TASK DESCRIPTION
Skip every line before the one containing "Tag one point per instance of the white kitchen", then copy that line and the rest of the entries below exactly, through the last line.

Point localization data
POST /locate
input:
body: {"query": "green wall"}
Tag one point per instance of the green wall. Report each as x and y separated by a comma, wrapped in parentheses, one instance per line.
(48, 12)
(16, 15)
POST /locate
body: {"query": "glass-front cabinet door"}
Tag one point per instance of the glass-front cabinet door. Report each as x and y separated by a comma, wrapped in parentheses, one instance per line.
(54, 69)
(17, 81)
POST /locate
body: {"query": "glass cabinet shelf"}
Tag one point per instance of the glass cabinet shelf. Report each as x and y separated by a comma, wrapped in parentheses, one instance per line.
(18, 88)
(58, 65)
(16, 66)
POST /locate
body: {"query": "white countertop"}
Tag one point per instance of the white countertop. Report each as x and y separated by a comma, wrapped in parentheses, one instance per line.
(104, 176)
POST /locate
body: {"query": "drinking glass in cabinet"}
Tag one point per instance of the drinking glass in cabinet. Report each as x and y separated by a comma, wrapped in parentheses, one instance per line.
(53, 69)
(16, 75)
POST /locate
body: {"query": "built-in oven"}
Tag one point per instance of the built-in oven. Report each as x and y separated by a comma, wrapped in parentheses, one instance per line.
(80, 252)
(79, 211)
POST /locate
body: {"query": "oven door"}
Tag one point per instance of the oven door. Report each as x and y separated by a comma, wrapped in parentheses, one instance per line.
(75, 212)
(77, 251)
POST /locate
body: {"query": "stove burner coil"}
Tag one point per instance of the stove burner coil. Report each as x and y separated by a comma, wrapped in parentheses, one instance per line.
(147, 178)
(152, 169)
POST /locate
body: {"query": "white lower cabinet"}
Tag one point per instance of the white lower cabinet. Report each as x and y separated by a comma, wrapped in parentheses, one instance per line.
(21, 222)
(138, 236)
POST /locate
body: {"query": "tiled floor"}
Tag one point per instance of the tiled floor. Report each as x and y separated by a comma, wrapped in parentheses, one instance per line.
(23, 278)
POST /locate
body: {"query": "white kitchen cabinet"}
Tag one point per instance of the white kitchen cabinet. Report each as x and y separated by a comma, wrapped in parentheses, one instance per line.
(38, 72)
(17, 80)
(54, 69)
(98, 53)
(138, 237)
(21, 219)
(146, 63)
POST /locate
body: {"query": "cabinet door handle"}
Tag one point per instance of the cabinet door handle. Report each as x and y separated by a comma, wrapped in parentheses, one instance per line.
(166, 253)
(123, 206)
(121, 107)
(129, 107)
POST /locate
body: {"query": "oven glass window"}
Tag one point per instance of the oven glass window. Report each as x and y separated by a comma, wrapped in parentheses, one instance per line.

ANSWER AREA
Tag one point per instance of the white kitchen cabinet. Report each as x and y separated by a comma, wrapped in parentheses, one instance per line.
(38, 72)
(17, 80)
(54, 69)
(98, 53)
(138, 237)
(21, 219)
(146, 63)
POST /locate
body: {"query": "cabinet door handle"}
Tag one point per instance of the cabinet door handle. Report each as x and y separated by a comma, wrapped in parentheses, one instance per line.
(166, 253)
(123, 206)
(121, 107)
(129, 107)
POST /locate
body: {"query": "oven glass window"}
Tag one point per instance of the oven glass window. Report each as x and y separated by a comma, wrapped in parentheses, one instance per line.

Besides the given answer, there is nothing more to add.